- Document extract

+ + + +

This Monday was our first day with Janet Yellen as Fed Chair in four years. The market marked her departure with the biggest ever one day drop in the Dow. Now that's a send off.
The job of Federal Reserve Chair has become more important since Congress has become more dysfunctional. In an ideal world, the government has a mix of fiscal and monetary tools to use to help to smooth out the inevitable bubble and busts of an economy. Now we really have just monetary policy, the tool of the Fed. In the recovery from the Great Recession, when unemployment was still above 8%, the media and Republicans made a great deal of noise about deficits. Now that unemployment is only 4.1%, the Republicans have decided to add another trillion to the debt this year with no noise from Republicans (they're the ones creating this) and very little noise from the media. This is backwards and the Fed has had to work against Congress in their efforts to keep the economy from extremes during the recovery. Yellen has done that flawlessly.
For 100 years we had Fed Chairmen. Then, four years ago, Obama appointed Janet Yellen to succeed Ben Bernanke as Fed Chair. Here is how the economy has performed during her four-year term.
The uninterrupted streak - a new record
When Yellen took over as Fed Chair, the American economy had been creating jobs every month for 40 months. That's great but on two different occasions, the streak had lasted longer: 46 months in the mid-2000s and 48 months in the late 1980s.
Not once did the jobs report come in negative during her time as Fed Chair. The streak is now 88 months and counting; she set a new record each month for the last 40 months of her tenure, shattering the old record and bringing the unemployment rate down from 6.7% to 4.1%. No other Fed Chair presided over a time in which every single monthly jobs reports was positive.

+ + + +

- Provided material
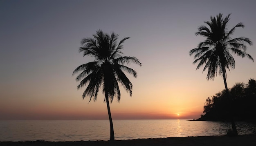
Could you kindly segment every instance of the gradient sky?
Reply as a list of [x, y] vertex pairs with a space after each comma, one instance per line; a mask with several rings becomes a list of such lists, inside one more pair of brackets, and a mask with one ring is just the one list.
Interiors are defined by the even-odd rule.
[[[113, 119], [198, 118], [206, 98], [224, 88], [207, 81], [189, 51], [204, 40], [197, 28], [219, 13], [232, 38], [256, 43], [255, 0], [0, 0], [0, 119], [108, 119], [104, 96], [83, 100], [73, 71], [93, 60], [79, 53], [80, 41], [99, 29], [115, 32], [124, 55], [137, 57], [128, 75], [132, 96], [122, 90], [110, 105]], [[255, 45], [247, 51], [256, 59]], [[256, 63], [236, 57], [228, 86], [256, 79]], [[177, 114], [180, 115], [178, 116]]]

+ + + +

- Objective
In the piece on Janet Yellen's term as Fed Chair, retype the passage that starts at the words "For 100 years" and stops after "reports was positive.".

- Solution
For 100 years we had Fed Chairmen. Then, four years ago, Obama appointed Janet Yellen to succeed Ben Bernanke as Fed Chair. Here is how the economy has performed during her four-year term.
The uninterrupted streak - a new record
When Yellen took over as Fed Chair, the American economy had been creating jobs every month for 40 months. That's great but on two different occasions, the streak had lasted longer: 46 months in the mid-2000s and 48 months in the late 1980s.
Not once did the jobs report come in negative during her time as Fed Chair. The streak is now 88 months and counting; she set a new record each month for the last 40 months of her tenure, shattering the old record and bringing the unemployment rate down from 6.7% to 4.1%. No other Fed Chair presided over a time in which every single monthly jobs reports was positive.